Two lines mark the range in the entries below: the one holding "Target: dark gray background wall" and the one holding "Target: blue jeans". Set down those two and all lines between them, exactly.

Top of Dataset content

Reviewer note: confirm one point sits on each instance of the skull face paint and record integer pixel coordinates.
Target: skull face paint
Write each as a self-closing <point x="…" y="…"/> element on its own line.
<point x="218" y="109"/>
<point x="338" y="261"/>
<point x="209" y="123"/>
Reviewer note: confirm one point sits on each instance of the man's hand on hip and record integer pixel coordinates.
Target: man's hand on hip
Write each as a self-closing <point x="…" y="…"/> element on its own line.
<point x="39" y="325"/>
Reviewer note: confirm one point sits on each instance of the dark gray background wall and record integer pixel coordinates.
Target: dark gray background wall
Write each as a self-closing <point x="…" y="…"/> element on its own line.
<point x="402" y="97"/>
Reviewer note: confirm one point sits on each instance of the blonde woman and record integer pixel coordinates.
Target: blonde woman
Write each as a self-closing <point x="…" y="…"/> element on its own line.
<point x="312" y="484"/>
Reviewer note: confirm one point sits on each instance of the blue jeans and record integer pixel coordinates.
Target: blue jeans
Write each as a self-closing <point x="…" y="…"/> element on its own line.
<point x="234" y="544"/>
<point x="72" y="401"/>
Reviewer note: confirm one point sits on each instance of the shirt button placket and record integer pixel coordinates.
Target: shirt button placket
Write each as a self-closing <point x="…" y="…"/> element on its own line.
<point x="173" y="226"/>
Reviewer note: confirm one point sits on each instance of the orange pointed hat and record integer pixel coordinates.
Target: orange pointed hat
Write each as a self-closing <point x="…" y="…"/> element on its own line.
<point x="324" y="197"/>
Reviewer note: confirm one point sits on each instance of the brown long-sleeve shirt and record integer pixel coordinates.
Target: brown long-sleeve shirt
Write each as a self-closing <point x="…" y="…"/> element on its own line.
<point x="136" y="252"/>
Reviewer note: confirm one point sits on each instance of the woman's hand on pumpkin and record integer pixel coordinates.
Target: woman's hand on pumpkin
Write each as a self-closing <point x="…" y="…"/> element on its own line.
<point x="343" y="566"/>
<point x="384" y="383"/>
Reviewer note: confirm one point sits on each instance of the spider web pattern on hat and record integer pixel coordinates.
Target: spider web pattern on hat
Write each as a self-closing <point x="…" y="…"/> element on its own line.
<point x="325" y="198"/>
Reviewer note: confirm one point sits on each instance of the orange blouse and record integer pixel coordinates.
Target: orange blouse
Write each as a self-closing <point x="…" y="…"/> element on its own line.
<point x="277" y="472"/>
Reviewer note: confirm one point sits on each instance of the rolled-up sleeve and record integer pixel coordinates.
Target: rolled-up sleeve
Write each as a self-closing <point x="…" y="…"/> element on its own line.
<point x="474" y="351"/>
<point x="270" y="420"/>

Bottom of Dataset content

**Answer to this task:**
Target: dark gray background wall
Write each as a self-closing <point x="…" y="…"/> element on its own line.
<point x="402" y="97"/>
Reviewer note: confirm one point sits on each instance of the blonde woman and record integer pixel coordinates.
Target: blonde woman
Write each as a self-closing <point x="…" y="…"/> element on its own line.
<point x="312" y="484"/>
Reviewer note: confirm one point sits on each instance of the blue jeans and record integer pixel coordinates.
Target: blue jeans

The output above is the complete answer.